Starting at the first of the rows and ending at the line that holds "<point>376,62</point>", inclusive, give each line as one string in a JSON list. Leave out blank lines and the pictures.
>> Begin Dataset records
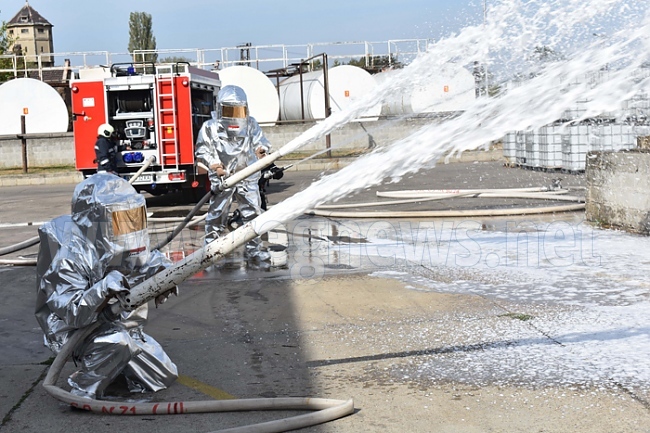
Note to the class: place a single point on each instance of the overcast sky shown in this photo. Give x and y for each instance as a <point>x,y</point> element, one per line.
<point>82,25</point>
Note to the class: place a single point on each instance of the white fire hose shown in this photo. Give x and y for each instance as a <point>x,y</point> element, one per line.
<point>326,409</point>
<point>35,240</point>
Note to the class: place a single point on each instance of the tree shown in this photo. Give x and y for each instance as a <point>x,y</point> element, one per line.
<point>141,36</point>
<point>376,62</point>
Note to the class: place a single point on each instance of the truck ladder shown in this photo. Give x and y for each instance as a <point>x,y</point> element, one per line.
<point>167,118</point>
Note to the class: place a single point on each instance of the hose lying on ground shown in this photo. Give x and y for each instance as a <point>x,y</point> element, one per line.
<point>416,196</point>
<point>326,409</point>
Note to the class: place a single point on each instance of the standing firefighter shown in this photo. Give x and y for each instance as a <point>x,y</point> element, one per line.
<point>228,142</point>
<point>85,261</point>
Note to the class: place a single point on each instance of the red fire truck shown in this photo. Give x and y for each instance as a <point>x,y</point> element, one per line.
<point>156,110</point>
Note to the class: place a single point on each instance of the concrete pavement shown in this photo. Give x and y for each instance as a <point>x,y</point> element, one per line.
<point>328,324</point>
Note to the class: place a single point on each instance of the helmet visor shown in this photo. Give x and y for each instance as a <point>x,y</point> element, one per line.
<point>129,221</point>
<point>233,111</point>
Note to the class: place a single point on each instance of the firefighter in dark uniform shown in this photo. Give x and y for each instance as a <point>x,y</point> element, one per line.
<point>106,149</point>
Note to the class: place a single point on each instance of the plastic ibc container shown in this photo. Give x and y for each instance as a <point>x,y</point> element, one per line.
<point>550,146</point>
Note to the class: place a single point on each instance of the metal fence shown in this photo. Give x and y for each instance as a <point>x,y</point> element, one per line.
<point>262,57</point>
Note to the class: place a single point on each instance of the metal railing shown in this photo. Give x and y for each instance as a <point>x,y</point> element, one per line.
<point>261,57</point>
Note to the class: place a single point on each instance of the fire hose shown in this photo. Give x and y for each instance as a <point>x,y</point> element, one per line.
<point>326,409</point>
<point>35,240</point>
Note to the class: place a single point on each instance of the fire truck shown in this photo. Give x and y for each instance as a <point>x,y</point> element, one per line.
<point>156,110</point>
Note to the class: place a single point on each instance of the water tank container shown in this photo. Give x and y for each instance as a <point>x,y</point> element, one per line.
<point>452,88</point>
<point>262,95</point>
<point>347,83</point>
<point>43,107</point>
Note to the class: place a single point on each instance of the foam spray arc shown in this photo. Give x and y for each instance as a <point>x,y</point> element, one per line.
<point>513,27</point>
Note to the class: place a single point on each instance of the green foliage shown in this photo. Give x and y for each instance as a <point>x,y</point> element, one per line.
<point>5,43</point>
<point>175,59</point>
<point>141,35</point>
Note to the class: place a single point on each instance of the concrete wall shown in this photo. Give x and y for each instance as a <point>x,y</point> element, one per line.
<point>47,150</point>
<point>618,190</point>
<point>43,150</point>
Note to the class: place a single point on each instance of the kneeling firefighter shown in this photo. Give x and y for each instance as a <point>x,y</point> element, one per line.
<point>85,261</point>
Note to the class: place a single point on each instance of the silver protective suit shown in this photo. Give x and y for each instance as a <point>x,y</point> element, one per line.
<point>85,260</point>
<point>231,142</point>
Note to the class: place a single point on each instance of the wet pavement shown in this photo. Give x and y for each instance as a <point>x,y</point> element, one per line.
<point>480,324</point>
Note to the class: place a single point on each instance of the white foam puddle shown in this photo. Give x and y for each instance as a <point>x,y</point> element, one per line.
<point>588,305</point>
<point>596,289</point>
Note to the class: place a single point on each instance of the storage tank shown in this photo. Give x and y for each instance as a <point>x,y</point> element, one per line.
<point>347,83</point>
<point>262,95</point>
<point>43,107</point>
<point>450,89</point>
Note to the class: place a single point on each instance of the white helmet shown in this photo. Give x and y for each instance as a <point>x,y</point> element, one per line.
<point>105,130</point>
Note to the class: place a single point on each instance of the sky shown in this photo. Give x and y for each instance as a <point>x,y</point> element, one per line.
<point>81,25</point>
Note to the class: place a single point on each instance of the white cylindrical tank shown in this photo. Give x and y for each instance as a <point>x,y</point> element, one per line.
<point>450,89</point>
<point>43,107</point>
<point>346,83</point>
<point>262,95</point>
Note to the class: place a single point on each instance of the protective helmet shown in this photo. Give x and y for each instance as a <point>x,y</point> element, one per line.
<point>105,130</point>
<point>232,110</point>
<point>113,217</point>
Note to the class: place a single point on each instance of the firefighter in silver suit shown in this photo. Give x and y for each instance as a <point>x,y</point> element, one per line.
<point>228,142</point>
<point>86,261</point>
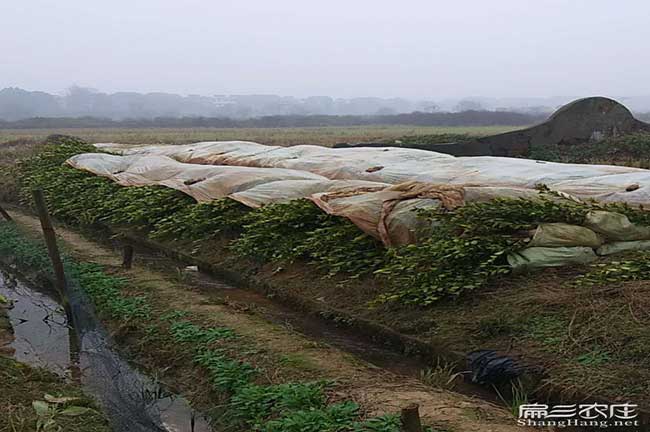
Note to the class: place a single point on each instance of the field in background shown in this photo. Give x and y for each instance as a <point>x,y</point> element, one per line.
<point>275,136</point>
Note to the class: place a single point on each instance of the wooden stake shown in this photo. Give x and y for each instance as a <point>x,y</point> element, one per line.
<point>411,418</point>
<point>50,241</point>
<point>127,256</point>
<point>5,215</point>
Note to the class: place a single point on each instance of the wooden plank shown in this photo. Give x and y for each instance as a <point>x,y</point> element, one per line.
<point>5,215</point>
<point>50,241</point>
<point>127,256</point>
<point>410,417</point>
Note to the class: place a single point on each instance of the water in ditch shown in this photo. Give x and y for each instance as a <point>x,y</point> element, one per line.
<point>76,347</point>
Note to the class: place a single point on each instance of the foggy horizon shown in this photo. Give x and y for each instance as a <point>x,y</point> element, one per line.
<point>419,50</point>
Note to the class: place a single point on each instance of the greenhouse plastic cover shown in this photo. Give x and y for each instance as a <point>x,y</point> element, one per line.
<point>376,188</point>
<point>396,165</point>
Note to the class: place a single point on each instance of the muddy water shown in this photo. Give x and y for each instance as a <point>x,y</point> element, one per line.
<point>79,349</point>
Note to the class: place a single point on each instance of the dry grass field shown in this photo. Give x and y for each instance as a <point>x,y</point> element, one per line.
<point>275,136</point>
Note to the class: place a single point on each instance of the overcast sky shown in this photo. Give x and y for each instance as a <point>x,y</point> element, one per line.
<point>410,48</point>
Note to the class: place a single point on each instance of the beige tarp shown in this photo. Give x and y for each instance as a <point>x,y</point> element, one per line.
<point>540,257</point>
<point>380,189</point>
<point>398,165</point>
<point>561,234</point>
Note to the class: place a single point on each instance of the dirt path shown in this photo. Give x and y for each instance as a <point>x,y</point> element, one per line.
<point>377,390</point>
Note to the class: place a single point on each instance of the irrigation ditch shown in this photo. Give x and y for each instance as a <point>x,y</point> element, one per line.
<point>70,342</point>
<point>373,342</point>
<point>325,281</point>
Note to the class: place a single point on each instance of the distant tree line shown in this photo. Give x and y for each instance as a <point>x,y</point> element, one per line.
<point>465,118</point>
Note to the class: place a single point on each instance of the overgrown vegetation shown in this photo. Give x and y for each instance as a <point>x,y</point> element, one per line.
<point>628,150</point>
<point>36,400</point>
<point>466,250</point>
<point>250,403</point>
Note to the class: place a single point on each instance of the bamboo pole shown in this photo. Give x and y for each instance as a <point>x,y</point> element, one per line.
<point>127,256</point>
<point>5,215</point>
<point>410,417</point>
<point>50,241</point>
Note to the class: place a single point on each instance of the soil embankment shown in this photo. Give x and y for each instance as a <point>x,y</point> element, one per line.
<point>284,353</point>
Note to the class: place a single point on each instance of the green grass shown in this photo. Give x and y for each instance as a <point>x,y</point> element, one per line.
<point>272,136</point>
<point>24,388</point>
<point>299,407</point>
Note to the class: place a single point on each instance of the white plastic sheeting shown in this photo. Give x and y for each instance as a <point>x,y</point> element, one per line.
<point>379,189</point>
<point>396,165</point>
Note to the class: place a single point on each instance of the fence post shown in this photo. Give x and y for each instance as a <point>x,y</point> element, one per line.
<point>410,417</point>
<point>5,215</point>
<point>50,241</point>
<point>127,256</point>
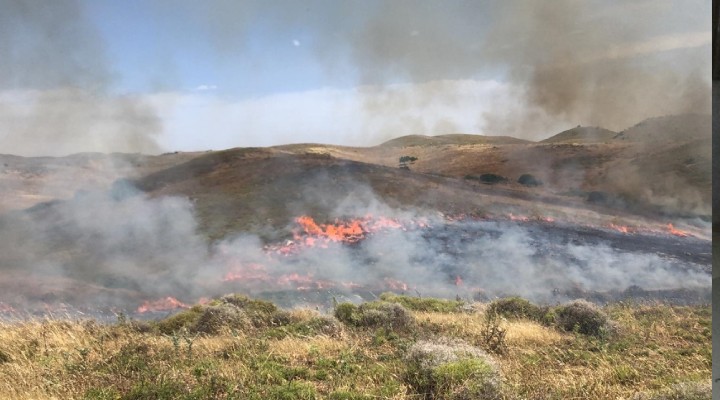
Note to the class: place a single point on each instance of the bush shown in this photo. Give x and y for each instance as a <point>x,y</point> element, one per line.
<point>182,320</point>
<point>215,318</point>
<point>452,370</point>
<point>517,308</point>
<point>4,357</point>
<point>583,317</point>
<point>529,180</point>
<point>424,304</point>
<point>385,315</point>
<point>311,326</point>
<point>376,314</point>
<point>346,313</point>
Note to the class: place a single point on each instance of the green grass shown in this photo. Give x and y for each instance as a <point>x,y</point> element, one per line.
<point>657,351</point>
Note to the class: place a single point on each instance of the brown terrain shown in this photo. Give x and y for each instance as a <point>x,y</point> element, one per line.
<point>644,177</point>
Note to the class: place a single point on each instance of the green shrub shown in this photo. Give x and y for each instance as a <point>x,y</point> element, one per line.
<point>470,378</point>
<point>316,325</point>
<point>262,313</point>
<point>380,314</point>
<point>4,357</point>
<point>424,304</point>
<point>215,318</point>
<point>517,308</point>
<point>583,317</point>
<point>346,313</point>
<point>182,320</point>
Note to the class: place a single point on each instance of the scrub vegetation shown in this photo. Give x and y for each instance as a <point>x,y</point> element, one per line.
<point>397,347</point>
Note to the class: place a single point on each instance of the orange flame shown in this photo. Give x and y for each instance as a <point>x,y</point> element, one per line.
<point>6,308</point>
<point>166,304</point>
<point>395,284</point>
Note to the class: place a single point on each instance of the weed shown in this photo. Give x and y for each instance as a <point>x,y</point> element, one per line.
<point>493,334</point>
<point>517,308</point>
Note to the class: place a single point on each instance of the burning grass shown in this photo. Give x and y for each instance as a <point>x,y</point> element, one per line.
<point>656,351</point>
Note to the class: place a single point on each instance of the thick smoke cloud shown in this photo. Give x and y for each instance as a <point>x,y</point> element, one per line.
<point>121,247</point>
<point>600,63</point>
<point>55,86</point>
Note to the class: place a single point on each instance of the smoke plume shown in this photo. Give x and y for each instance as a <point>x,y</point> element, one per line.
<point>56,86</point>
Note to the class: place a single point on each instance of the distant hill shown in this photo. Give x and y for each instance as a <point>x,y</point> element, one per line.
<point>670,128</point>
<point>450,139</point>
<point>582,134</point>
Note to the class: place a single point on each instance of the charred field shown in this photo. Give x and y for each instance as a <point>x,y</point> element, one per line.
<point>134,255</point>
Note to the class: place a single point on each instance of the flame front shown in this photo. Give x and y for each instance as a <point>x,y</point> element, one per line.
<point>166,304</point>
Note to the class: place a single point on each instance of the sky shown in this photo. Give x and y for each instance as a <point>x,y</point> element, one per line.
<point>158,75</point>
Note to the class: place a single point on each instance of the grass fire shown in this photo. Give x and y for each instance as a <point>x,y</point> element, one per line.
<point>384,199</point>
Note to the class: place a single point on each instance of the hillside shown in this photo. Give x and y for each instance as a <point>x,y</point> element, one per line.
<point>582,134</point>
<point>122,228</point>
<point>397,347</point>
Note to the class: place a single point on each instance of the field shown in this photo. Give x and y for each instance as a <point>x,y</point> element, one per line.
<point>397,347</point>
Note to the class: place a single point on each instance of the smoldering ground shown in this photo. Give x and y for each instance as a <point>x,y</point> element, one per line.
<point>118,248</point>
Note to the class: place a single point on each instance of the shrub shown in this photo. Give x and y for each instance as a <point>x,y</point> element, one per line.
<point>4,357</point>
<point>380,314</point>
<point>346,313</point>
<point>529,180</point>
<point>214,318</point>
<point>452,370</point>
<point>375,314</point>
<point>517,308</point>
<point>182,320</point>
<point>312,326</point>
<point>424,304</point>
<point>583,317</point>
<point>680,391</point>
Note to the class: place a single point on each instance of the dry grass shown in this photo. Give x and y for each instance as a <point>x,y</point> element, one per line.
<point>656,347</point>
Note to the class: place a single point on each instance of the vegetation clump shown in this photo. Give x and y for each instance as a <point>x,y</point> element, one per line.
<point>447,369</point>
<point>518,308</point>
<point>182,320</point>
<point>427,304</point>
<point>214,318</point>
<point>375,314</point>
<point>305,354</point>
<point>583,317</point>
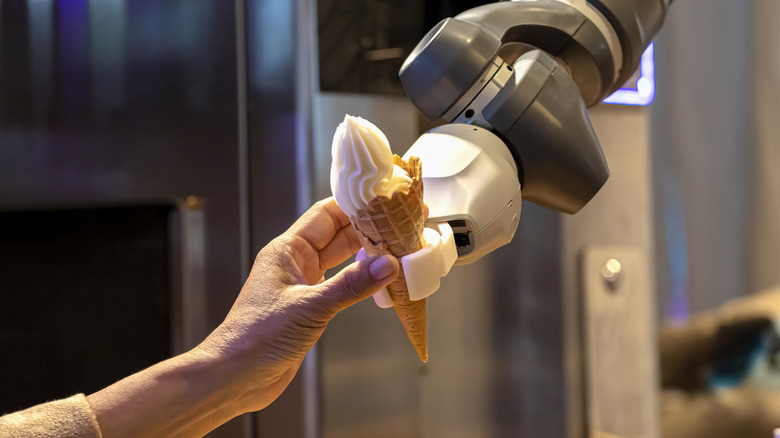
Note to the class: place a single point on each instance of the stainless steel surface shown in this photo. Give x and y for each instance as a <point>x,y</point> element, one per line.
<point>619,343</point>
<point>620,214</point>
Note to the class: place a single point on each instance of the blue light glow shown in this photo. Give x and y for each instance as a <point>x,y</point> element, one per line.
<point>644,93</point>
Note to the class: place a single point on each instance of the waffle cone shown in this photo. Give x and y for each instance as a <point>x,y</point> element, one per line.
<point>395,226</point>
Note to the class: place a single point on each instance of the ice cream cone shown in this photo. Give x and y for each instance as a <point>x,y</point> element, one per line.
<point>395,226</point>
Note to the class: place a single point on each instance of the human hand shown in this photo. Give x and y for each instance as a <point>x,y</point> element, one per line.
<point>286,303</point>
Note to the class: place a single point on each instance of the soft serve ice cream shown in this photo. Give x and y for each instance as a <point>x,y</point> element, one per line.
<point>383,196</point>
<point>363,166</point>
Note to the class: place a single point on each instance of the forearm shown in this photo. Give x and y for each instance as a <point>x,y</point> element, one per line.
<point>186,396</point>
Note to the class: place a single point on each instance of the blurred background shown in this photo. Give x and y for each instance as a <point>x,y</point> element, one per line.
<point>149,149</point>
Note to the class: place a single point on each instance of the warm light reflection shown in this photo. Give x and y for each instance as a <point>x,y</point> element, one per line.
<point>644,93</point>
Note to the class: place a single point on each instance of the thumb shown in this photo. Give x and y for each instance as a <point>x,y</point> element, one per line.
<point>357,282</point>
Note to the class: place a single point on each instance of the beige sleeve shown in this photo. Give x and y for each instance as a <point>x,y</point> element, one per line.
<point>71,417</point>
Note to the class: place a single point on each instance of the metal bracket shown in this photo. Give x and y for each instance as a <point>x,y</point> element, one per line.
<point>619,343</point>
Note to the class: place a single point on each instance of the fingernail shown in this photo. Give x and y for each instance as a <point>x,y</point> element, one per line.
<point>381,267</point>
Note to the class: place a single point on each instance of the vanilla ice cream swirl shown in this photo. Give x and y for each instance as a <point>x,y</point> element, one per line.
<point>362,166</point>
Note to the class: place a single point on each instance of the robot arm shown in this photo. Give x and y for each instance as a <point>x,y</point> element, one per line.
<point>519,74</point>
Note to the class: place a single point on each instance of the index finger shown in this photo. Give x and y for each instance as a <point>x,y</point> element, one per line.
>> End Dataset records
(Final result):
[
  "Note to the class: place a single point on each instance of the overcast sky shown in this photo. Give x and y for each instance as a <point>x,y</point> element, one per line.",
  "<point>82,25</point>",
  "Note to the class: place a single point on each instance of the white fire hose shown in this photo. Give x and y for each instance as a <point>x,y</point> element, one per line.",
  "<point>326,409</point>",
  "<point>35,240</point>",
  "Note to the class: place a single point on each instance of the tree shown in this photo. Give x and y for each instance as a <point>x,y</point> element, one per line.",
  "<point>141,36</point>",
  "<point>376,62</point>"
]